Anchor the Scholarly Framework

Cite Bulman-Pozen's "partisan federalism" concept explicitly: states check federal power primarily through partisan opposition, not principled federalism. But translate it into FTR voice — something like "Federalism isn't a philosophy. It's a parking spot."

The Steelman Must Be Genuine

The plenary power argument is the strongest counterargument and deserves real engagement. Immigration IS constitutionally federal in a way most policy areas are not. Acknowledge this. Then show that the administration's application — absolute immunity, commandeering state resources, retaliating against resistant states — goes far beyond what even plenary power supports.

Close With the Structural Insight, Not the Partisan One

The article's value is not "Republicans are hypocrites on states' rights" (everyone already knows this). The value is the deeper structural claim: no one has ever held federalism as a principle. The Constitution created a permanent tug-of-war, and the side that pulls depends entirely on who holds the rope at the federal level. Naming this pattern clearly is what gives the audience a framework they can reuse.

Tone Note

This topic could easily become a smug "gotcha" piece about Republican hypocrisy. That would be a For the Republic failure. The tone should be structural analysis, not partisan dunking. Yes, the current reversal is driven by the GOP. But the article should explicitly note that Democrats did the same thing when they held federal power. The insight is about the system, not the party.

» What is asked:
• 1. List every section heading that appears in the editorial guidance on the federalism article.
• 2. Reproduce the passage of the editorial guidance on the federalism article starting with "Close With the" and going on through "they can reuse.".

» Provided material:
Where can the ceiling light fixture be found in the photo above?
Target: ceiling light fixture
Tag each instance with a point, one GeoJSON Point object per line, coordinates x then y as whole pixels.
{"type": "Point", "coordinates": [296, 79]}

» In response:
• 1.
Anchor the Scholarly Framework
The Steelman Must Be Genuine
Close With the Structural Insight, Not the Partisan One
Tone Note

• 2.
Close With the Structural Insight, Not the Partisan One

The article's value is not "Republicans are hypocrites on states' rights" (everyone already knows this). The value is the deeper structural claim: no one has ever held federalism as a principle. The Constitution created a permanent tug-of-war, and the side that pulls depends entirely on who holds the rope at the federal level. Naming this pattern clearly is what gives the audience a framework they can reuse.